ASSIGNED TASK: Set down all of the data exactly as it appears.

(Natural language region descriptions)

━━━

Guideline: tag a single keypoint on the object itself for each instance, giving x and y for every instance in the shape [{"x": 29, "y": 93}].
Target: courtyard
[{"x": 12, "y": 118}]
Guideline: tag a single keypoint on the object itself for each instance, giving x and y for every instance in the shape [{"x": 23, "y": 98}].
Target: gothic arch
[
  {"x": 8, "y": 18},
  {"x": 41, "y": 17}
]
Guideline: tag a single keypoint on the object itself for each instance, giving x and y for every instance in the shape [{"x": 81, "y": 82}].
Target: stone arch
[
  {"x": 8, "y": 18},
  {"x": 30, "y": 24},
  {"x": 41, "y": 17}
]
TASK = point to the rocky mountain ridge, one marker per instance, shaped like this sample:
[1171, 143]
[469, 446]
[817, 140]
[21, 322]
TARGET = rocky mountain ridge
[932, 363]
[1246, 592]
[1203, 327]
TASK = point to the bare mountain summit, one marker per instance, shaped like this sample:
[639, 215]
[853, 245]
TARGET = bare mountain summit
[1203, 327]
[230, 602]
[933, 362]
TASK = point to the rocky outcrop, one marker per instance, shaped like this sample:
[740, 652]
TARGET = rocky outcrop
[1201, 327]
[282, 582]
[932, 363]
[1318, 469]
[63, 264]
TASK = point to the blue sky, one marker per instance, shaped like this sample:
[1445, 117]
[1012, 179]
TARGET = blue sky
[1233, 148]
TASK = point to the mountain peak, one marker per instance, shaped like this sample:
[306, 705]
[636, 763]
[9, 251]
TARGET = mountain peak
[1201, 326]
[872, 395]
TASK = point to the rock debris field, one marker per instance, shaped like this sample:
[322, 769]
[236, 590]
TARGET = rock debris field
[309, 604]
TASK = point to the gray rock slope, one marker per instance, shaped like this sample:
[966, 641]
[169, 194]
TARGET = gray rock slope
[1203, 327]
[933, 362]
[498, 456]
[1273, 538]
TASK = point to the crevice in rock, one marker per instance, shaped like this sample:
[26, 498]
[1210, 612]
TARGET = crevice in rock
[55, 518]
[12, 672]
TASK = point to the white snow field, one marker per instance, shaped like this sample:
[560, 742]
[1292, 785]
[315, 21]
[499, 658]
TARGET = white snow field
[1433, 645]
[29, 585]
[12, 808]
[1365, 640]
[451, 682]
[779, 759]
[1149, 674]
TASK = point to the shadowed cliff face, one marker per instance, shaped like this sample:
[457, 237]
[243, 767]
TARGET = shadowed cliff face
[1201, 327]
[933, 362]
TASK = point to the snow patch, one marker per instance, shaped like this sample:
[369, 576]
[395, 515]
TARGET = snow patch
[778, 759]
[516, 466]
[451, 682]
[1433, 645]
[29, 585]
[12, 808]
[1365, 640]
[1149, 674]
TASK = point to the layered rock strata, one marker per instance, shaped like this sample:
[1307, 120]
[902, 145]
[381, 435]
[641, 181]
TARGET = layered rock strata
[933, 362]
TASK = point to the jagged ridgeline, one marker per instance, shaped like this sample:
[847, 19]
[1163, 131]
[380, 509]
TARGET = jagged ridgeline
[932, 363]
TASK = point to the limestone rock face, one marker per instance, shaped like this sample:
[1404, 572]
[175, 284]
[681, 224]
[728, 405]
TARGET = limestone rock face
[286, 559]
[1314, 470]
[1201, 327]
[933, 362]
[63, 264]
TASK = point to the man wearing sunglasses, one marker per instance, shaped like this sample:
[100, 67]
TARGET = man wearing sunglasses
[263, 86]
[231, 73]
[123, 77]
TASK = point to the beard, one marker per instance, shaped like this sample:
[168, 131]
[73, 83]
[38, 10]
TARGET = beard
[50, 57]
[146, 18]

━━━

TASK ANSWER:
Guideline: tag a single keypoint on the object itself for each instance, giving x and y for every instance in the shape [{"x": 29, "y": 93}].
Target: courtyard
[{"x": 12, "y": 118}]
Guideline: tag a single keypoint on the object itself for each instance, giving x and y for every instance in the shape [{"x": 23, "y": 98}].
Target: gothic arch
[
  {"x": 8, "y": 18},
  {"x": 41, "y": 17}
]
Guideline: tag a single keypoint on the object itself for each instance, giving x and y for every instance in the shape [{"x": 81, "y": 82}].
Target: stone arch
[
  {"x": 8, "y": 18},
  {"x": 30, "y": 24},
  {"x": 41, "y": 17}
]
TASK = point to the rocky mountain ridge, one marker per instance, shaped like this sample:
[1171, 143]
[469, 446]
[817, 140]
[21, 322]
TARGET = rocky mountain ridge
[932, 363]
[1246, 592]
[1203, 327]
TASK = point to the bare mountain summit, one marker per instance, shaped like this sample:
[639, 215]
[853, 245]
TARGET = bare mountain summit
[1203, 327]
[230, 602]
[933, 362]
TASK = point to the rocky outcrop, one marker per instance, shaped like this sample:
[740, 652]
TARGET = rocky outcrop
[1201, 327]
[282, 582]
[932, 363]
[1318, 469]
[63, 264]
TASK = point to the blue sky, one marker per instance, shaped like this sample:
[1445, 117]
[1012, 179]
TARGET = blue sky
[1233, 148]
TASK = point to the mountain peak, one marker per instance, shaped like this sample:
[306, 705]
[636, 763]
[9, 251]
TARGET = mountain peak
[1201, 326]
[872, 395]
TASK = point to the rock debris field, one marker per instance, shaped like this sample:
[322, 769]
[236, 590]
TARGET = rock debris field
[309, 604]
TASK = point to the gray rock slope, one marker per instance, shaped like this sample:
[966, 641]
[169, 194]
TARGET = gray rock slope
[1203, 327]
[933, 362]
[498, 456]
[1273, 538]
TASK = point to the crevice in rock, one marker per instance, shaped like this sample:
[26, 498]
[1210, 612]
TARGET = crevice in rock
[55, 518]
[12, 672]
TASK = point to the white snow field, one marker per instance, shaped like this sample:
[560, 742]
[1292, 785]
[315, 21]
[499, 658]
TARGET = white snow field
[1433, 645]
[29, 585]
[12, 808]
[1365, 640]
[451, 682]
[779, 759]
[1149, 674]
TASK = point to the shadowed cliff face, one marker per instance, shaped like this sample:
[457, 237]
[243, 767]
TARGET = shadowed cliff face
[1201, 327]
[933, 362]
TASK = point to the snow patch, one marker per instance, shaped like this sample:
[369, 576]
[395, 515]
TARGET = snow patch
[778, 759]
[516, 466]
[451, 682]
[1433, 645]
[29, 585]
[12, 808]
[1365, 640]
[1149, 674]
TASK = point to the layered rock strata, one marker per instance, shaped like this sample:
[1307, 120]
[902, 145]
[381, 435]
[641, 181]
TARGET = layered rock strata
[933, 362]
TASK = point to the jagged ridgeline, one marker per instance, shaped like this sample:
[847, 19]
[1163, 131]
[380, 509]
TARGET = jagged ridgeline
[932, 363]
TASK = point to the limestone rock face, one marker per instance, shaped like this sample:
[1404, 572]
[175, 284]
[681, 224]
[728, 405]
TARGET = limestone rock face
[286, 559]
[1314, 470]
[1201, 327]
[933, 362]
[63, 264]
TASK = point to the man wearing sunglasses, one marker per instance, shaped like this sample:
[100, 67]
TARGET = man wearing sunglasses
[263, 86]
[231, 73]
[123, 77]
TASK = point to the beard, one marker per instance, shaped like this sample:
[168, 131]
[73, 83]
[38, 10]
TARGET = beard
[50, 57]
[146, 18]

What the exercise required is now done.